Task item =>
Go through the entries and say how many lines contain the string "black". The number is the whole answer.

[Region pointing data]
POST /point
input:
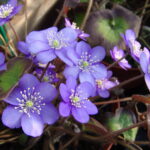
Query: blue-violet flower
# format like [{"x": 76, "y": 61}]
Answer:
[
  {"x": 50, "y": 75},
  {"x": 145, "y": 65},
  {"x": 75, "y": 100},
  {"x": 117, "y": 54},
  {"x": 86, "y": 63},
  {"x": 2, "y": 62},
  {"x": 134, "y": 46},
  {"x": 104, "y": 84},
  {"x": 49, "y": 43},
  {"x": 7, "y": 11},
  {"x": 30, "y": 106}
]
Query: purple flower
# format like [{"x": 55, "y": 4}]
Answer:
[
  {"x": 7, "y": 11},
  {"x": 132, "y": 44},
  {"x": 80, "y": 33},
  {"x": 23, "y": 48},
  {"x": 117, "y": 54},
  {"x": 49, "y": 76},
  {"x": 145, "y": 65},
  {"x": 86, "y": 63},
  {"x": 104, "y": 84},
  {"x": 75, "y": 100},
  {"x": 30, "y": 106},
  {"x": 49, "y": 43},
  {"x": 2, "y": 62}
]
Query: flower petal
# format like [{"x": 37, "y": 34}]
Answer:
[
  {"x": 103, "y": 93},
  {"x": 130, "y": 35},
  {"x": 147, "y": 80},
  {"x": 71, "y": 82},
  {"x": 71, "y": 71},
  {"x": 85, "y": 90},
  {"x": 16, "y": 10},
  {"x": 86, "y": 76},
  {"x": 144, "y": 62},
  {"x": 33, "y": 125},
  {"x": 62, "y": 54},
  {"x": 12, "y": 2},
  {"x": 90, "y": 107},
  {"x": 39, "y": 35},
  {"x": 69, "y": 34},
  {"x": 47, "y": 91},
  {"x": 82, "y": 47},
  {"x": 64, "y": 92},
  {"x": 109, "y": 84},
  {"x": 2, "y": 58},
  {"x": 72, "y": 55},
  {"x": 49, "y": 114},
  {"x": 97, "y": 54},
  {"x": 3, "y": 67},
  {"x": 45, "y": 56},
  {"x": 80, "y": 115},
  {"x": 23, "y": 47},
  {"x": 11, "y": 117},
  {"x": 13, "y": 96},
  {"x": 64, "y": 109},
  {"x": 99, "y": 71},
  {"x": 28, "y": 81}
]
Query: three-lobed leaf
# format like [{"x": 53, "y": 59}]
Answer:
[{"x": 16, "y": 67}]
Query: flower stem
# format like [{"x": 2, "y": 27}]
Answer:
[
  {"x": 60, "y": 14},
  {"x": 87, "y": 14},
  {"x": 42, "y": 75},
  {"x": 26, "y": 18},
  {"x": 128, "y": 81},
  {"x": 15, "y": 33}
]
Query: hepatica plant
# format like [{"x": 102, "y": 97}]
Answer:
[
  {"x": 8, "y": 10},
  {"x": 30, "y": 106},
  {"x": 57, "y": 78}
]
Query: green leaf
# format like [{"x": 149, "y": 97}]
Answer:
[
  {"x": 15, "y": 69},
  {"x": 79, "y": 18},
  {"x": 84, "y": 1},
  {"x": 111, "y": 28},
  {"x": 123, "y": 119}
]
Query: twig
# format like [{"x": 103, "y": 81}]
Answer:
[
  {"x": 144, "y": 9},
  {"x": 42, "y": 75},
  {"x": 60, "y": 14},
  {"x": 69, "y": 142},
  {"x": 123, "y": 143},
  {"x": 87, "y": 14},
  {"x": 114, "y": 101},
  {"x": 128, "y": 81},
  {"x": 26, "y": 18}
]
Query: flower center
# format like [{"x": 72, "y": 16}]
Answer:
[
  {"x": 100, "y": 84},
  {"x": 30, "y": 101},
  {"x": 56, "y": 43},
  {"x": 5, "y": 10},
  {"x": 56, "y": 40},
  {"x": 85, "y": 64},
  {"x": 75, "y": 99}
]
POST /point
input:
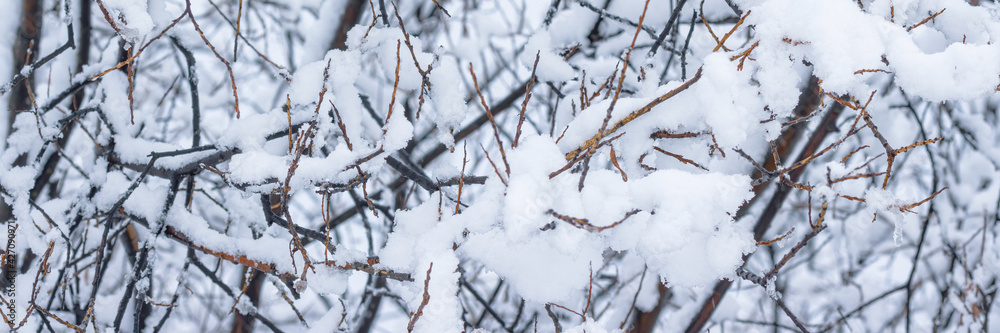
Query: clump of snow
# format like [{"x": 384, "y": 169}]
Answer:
[
  {"x": 131, "y": 18},
  {"x": 449, "y": 104}
]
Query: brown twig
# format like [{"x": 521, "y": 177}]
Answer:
[
  {"x": 496, "y": 132},
  {"x": 427, "y": 297}
]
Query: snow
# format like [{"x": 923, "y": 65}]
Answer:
[
  {"x": 132, "y": 19},
  {"x": 630, "y": 222}
]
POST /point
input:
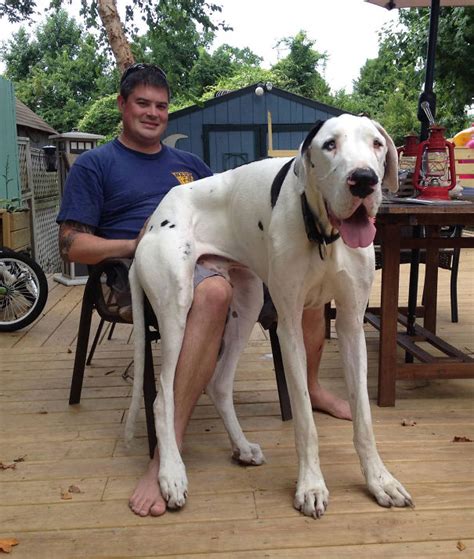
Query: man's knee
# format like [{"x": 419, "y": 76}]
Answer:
[{"x": 213, "y": 295}]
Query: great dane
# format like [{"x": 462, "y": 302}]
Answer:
[{"x": 304, "y": 226}]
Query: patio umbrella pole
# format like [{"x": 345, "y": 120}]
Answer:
[{"x": 428, "y": 95}]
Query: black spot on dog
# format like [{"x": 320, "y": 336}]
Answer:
[{"x": 311, "y": 135}]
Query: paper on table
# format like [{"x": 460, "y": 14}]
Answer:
[{"x": 426, "y": 202}]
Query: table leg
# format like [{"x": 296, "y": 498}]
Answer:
[
  {"x": 390, "y": 244},
  {"x": 431, "y": 283}
]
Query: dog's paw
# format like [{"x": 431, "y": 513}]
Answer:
[
  {"x": 388, "y": 491},
  {"x": 251, "y": 455},
  {"x": 312, "y": 501},
  {"x": 174, "y": 486}
]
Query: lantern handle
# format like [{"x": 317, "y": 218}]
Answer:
[{"x": 427, "y": 110}]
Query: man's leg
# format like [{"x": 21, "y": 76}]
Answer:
[
  {"x": 197, "y": 361},
  {"x": 321, "y": 399}
]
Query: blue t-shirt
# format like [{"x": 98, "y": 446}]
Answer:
[{"x": 115, "y": 189}]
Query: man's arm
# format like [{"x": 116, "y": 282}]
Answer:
[{"x": 77, "y": 243}]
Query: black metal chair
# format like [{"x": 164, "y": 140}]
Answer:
[
  {"x": 97, "y": 298},
  {"x": 448, "y": 260}
]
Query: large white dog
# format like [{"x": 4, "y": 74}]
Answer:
[{"x": 304, "y": 226}]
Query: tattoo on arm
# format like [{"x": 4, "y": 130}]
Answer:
[{"x": 68, "y": 231}]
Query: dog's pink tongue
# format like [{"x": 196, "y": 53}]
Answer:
[{"x": 357, "y": 231}]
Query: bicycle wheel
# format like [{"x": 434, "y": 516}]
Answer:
[{"x": 23, "y": 290}]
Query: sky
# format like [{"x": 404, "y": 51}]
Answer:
[{"x": 345, "y": 29}]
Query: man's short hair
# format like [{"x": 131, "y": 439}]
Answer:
[{"x": 142, "y": 73}]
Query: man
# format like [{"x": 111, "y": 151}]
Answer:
[{"x": 110, "y": 192}]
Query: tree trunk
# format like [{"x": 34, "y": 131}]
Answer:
[{"x": 118, "y": 41}]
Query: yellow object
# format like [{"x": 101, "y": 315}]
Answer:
[{"x": 461, "y": 138}]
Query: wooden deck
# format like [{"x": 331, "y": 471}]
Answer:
[{"x": 66, "y": 475}]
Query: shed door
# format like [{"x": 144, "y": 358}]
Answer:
[{"x": 231, "y": 148}]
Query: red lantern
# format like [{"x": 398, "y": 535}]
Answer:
[
  {"x": 434, "y": 173},
  {"x": 407, "y": 153}
]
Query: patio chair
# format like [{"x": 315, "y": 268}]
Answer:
[
  {"x": 97, "y": 298},
  {"x": 448, "y": 260}
]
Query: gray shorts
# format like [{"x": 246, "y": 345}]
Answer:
[{"x": 201, "y": 273}]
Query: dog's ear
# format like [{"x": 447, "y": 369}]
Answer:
[
  {"x": 390, "y": 178},
  {"x": 299, "y": 163}
]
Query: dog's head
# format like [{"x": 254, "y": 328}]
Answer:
[{"x": 342, "y": 165}]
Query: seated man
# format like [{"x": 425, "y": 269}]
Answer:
[{"x": 110, "y": 192}]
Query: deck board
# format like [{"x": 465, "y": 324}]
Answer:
[{"x": 232, "y": 512}]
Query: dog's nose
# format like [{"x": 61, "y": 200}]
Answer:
[{"x": 361, "y": 182}]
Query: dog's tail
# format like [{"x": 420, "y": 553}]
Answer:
[{"x": 139, "y": 356}]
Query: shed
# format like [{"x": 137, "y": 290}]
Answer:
[{"x": 232, "y": 128}]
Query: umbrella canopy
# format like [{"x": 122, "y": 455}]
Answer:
[
  {"x": 427, "y": 95},
  {"x": 391, "y": 4}
]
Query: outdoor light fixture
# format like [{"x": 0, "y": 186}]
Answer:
[
  {"x": 407, "y": 153},
  {"x": 262, "y": 88},
  {"x": 406, "y": 164},
  {"x": 434, "y": 173},
  {"x": 50, "y": 159}
]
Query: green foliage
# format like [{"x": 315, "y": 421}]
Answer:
[
  {"x": 213, "y": 71},
  {"x": 300, "y": 71},
  {"x": 60, "y": 72},
  {"x": 389, "y": 86},
  {"x": 17, "y": 10},
  {"x": 102, "y": 117},
  {"x": 247, "y": 75}
]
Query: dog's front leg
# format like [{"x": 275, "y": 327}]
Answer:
[
  {"x": 311, "y": 496},
  {"x": 387, "y": 490}
]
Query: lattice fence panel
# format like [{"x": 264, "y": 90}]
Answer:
[
  {"x": 47, "y": 251},
  {"x": 40, "y": 190},
  {"x": 46, "y": 206}
]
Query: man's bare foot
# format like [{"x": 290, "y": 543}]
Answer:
[
  {"x": 146, "y": 498},
  {"x": 325, "y": 401}
]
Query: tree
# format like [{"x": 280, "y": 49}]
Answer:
[
  {"x": 212, "y": 70},
  {"x": 389, "y": 86},
  {"x": 300, "y": 70},
  {"x": 60, "y": 72},
  {"x": 103, "y": 14}
]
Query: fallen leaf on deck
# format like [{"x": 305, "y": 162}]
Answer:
[
  {"x": 7, "y": 544},
  {"x": 65, "y": 495}
]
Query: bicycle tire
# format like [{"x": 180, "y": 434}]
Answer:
[{"x": 23, "y": 290}]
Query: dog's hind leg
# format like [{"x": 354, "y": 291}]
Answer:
[
  {"x": 387, "y": 490},
  {"x": 245, "y": 308},
  {"x": 168, "y": 283}
]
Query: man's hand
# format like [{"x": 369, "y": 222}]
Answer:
[
  {"x": 78, "y": 243},
  {"x": 142, "y": 232}
]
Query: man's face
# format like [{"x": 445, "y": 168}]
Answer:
[{"x": 144, "y": 116}]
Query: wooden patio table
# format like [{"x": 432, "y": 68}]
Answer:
[{"x": 392, "y": 217}]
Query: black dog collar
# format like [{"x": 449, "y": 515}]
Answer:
[{"x": 312, "y": 225}]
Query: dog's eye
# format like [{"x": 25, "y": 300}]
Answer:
[{"x": 329, "y": 145}]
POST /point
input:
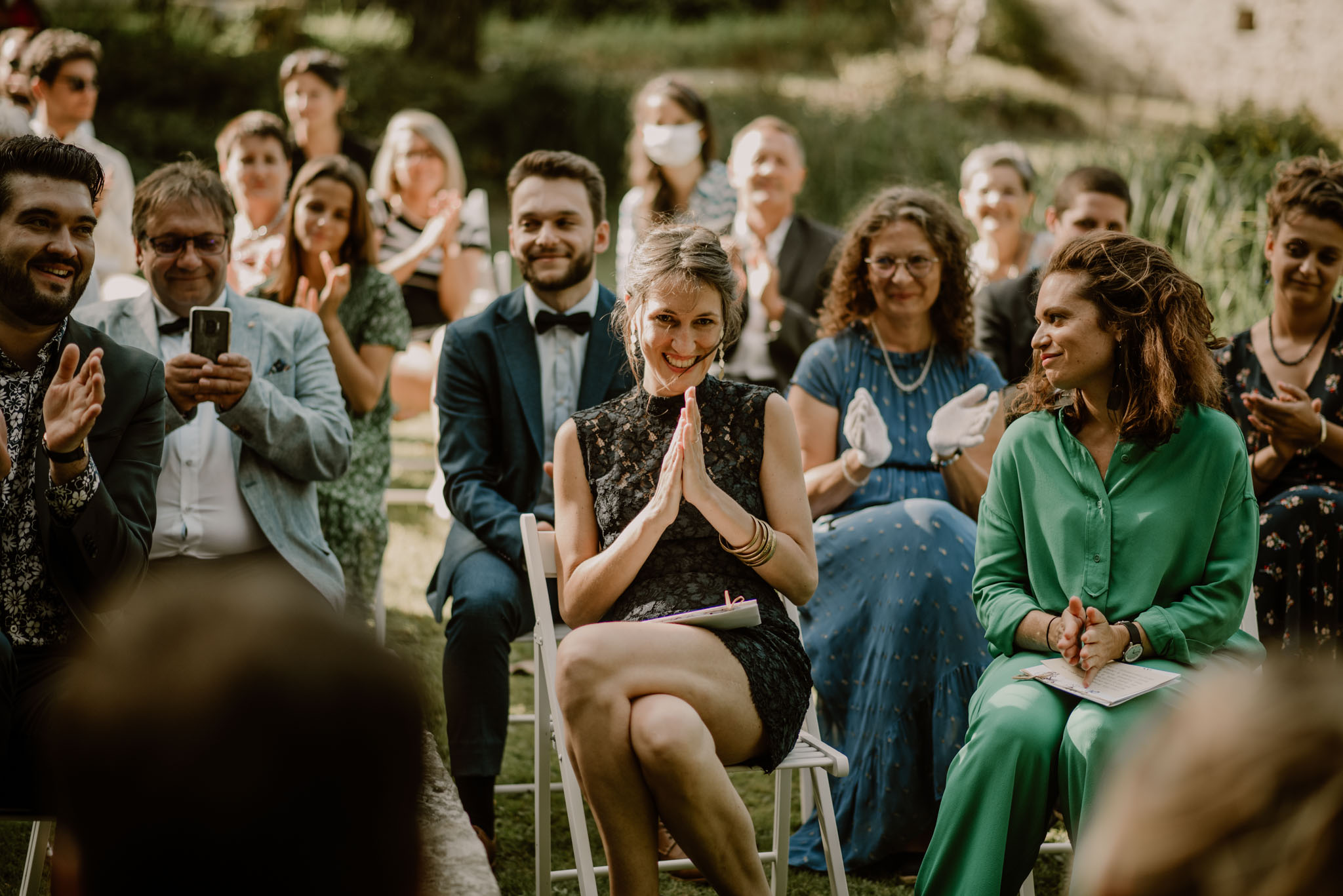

Task output =>
3